■ Vorgegebener Text
# # # #
Das hat unterwegs zu allerhand Verzweigungen geführt. Wir sind etwa in kulturpolitische Fragestellungen hineingegangen. Gerade die jugoslawischen Kriege der 1990er-Jahre haben für Europa belegt, daß ein "Nie wieder!" nur so viel hält, wie eine ausreichende Zahl an Menschen ein entsprechendes geistiges Klima sicherstellt.

Was das meint? Darüber wissen wir heute genug. Jedem Massaker ging ein Krieg der Worte voraus. Bevor großes Töten beginnt, haben wir zugelassen, daß Mitmenschen in unseren öffentlichen Diskursen zu "Gegenmenschen" umgedeutet werden.

Ich kann den gesellschaftlichen Mechanismus in einen sehr kurzen Satz packen:
Gleichgültigkeit tötet.
# # # #
■ Einträge mit Verweisen auf benannte Objekte
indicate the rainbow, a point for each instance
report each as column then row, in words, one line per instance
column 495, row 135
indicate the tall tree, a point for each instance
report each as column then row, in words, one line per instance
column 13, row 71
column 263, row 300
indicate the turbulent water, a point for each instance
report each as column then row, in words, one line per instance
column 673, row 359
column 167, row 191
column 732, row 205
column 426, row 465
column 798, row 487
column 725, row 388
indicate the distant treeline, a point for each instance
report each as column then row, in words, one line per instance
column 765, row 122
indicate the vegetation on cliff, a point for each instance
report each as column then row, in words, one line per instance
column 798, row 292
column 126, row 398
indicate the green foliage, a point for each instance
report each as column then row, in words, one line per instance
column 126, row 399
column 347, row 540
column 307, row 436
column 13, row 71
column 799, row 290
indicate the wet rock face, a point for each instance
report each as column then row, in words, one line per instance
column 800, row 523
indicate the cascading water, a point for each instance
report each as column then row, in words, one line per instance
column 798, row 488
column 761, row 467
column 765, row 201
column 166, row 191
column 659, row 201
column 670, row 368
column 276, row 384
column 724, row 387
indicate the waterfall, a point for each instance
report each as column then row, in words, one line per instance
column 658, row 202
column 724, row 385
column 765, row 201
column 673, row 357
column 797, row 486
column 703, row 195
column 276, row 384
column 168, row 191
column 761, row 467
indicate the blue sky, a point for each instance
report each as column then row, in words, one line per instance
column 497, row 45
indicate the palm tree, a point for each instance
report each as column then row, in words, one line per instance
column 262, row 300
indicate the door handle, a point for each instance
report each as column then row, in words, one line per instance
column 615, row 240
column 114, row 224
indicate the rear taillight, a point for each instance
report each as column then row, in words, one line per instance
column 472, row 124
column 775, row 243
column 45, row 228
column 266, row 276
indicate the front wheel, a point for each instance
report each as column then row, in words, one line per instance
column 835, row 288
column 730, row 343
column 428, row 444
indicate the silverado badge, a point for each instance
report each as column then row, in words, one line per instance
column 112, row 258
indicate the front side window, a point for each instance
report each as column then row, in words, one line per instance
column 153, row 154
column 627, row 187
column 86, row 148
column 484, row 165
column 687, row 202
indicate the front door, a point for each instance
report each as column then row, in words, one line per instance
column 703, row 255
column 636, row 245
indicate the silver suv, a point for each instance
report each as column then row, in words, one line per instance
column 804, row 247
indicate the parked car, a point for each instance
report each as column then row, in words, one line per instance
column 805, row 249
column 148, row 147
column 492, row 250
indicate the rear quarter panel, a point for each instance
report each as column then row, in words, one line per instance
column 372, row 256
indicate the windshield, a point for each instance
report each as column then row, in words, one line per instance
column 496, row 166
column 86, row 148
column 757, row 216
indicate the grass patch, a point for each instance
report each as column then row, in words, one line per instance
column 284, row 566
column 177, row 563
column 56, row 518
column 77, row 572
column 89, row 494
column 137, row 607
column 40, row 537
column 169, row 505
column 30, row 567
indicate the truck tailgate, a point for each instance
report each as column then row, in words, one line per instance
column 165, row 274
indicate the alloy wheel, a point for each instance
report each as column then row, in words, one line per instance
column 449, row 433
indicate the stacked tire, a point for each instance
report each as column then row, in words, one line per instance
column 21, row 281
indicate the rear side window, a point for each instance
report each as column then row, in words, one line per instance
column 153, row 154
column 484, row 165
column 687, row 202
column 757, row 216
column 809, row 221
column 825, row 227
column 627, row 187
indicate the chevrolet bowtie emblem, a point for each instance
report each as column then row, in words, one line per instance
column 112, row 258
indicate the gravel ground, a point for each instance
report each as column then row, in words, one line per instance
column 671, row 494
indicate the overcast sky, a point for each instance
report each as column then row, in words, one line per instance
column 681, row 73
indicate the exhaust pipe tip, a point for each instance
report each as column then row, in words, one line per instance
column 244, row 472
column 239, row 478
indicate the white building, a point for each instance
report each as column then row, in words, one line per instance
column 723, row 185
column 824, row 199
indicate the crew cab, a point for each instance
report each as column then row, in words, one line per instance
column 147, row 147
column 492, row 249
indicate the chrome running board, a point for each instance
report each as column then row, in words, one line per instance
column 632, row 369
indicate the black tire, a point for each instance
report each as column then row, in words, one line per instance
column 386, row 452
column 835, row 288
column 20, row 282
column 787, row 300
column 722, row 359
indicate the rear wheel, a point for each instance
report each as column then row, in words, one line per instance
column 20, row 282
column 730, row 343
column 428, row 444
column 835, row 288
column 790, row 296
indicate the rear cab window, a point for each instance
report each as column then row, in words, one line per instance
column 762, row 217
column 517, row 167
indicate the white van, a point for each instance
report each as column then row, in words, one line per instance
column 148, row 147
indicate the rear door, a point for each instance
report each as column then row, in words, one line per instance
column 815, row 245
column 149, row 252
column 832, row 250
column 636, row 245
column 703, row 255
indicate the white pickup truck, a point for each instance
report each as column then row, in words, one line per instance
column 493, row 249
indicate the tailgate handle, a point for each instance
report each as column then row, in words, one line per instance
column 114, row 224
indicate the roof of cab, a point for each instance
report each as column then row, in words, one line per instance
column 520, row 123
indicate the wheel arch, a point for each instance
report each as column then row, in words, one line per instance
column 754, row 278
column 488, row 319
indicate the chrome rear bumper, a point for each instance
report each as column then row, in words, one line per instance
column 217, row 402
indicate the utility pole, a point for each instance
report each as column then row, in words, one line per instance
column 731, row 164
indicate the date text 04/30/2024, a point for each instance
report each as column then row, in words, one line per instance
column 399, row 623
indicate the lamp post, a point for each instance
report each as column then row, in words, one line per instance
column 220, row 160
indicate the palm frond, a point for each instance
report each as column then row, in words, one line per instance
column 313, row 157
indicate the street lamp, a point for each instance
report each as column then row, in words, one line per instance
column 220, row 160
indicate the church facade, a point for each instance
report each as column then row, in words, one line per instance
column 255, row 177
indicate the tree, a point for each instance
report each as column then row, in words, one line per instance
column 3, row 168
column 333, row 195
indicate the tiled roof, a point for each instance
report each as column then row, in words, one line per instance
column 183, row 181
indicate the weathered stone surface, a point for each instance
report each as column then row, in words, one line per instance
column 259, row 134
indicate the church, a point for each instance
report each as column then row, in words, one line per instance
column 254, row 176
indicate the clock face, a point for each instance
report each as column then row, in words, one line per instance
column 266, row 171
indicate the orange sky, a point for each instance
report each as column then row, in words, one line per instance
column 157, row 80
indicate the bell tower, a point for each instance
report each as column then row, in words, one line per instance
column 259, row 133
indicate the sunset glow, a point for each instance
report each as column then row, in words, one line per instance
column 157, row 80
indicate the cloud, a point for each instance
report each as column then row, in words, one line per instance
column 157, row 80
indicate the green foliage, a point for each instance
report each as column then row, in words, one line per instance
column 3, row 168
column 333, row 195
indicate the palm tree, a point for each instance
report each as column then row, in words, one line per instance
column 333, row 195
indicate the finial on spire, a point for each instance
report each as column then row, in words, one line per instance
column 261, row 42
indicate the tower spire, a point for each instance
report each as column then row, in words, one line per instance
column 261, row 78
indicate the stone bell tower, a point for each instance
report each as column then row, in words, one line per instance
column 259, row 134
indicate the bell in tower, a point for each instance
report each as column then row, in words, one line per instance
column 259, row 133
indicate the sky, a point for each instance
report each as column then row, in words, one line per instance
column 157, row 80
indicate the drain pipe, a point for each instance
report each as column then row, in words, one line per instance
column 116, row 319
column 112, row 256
# # # #
■ Die Aufgabe
Entscheide für jede der folgenden Aussagen, ob sie mit dem vorgegebenen Text übereinstimmt, und belege dein Ja oder Nein mit den entscheidenden Worten des Textes als wörtlichem Zitat.
(a) Dem Text zufolge ging jedem Massaker ein Krieg der Worte voraus.
(b) Der Text bezieht sich auf die jugoslawischen Kriege der 1980er-Jahre.
(c) Der Text fasst den gesellschaftlichen Mechanismus in dem Satz „Gleichgültigkeit tötet.“ zusammen.

■ Lösung
(a) Ja: „Jedem Massaker ging ein Krieg der Worte voraus.“
(b) Nein: „Gerade die jugoslawischen Kriege der 1990er-Jahre“
(c) Ja: „Ich kann den gesellschaftlichen Mechanismus in einen sehr kurzen Satz packen: Gleichgültigkeit tötet.“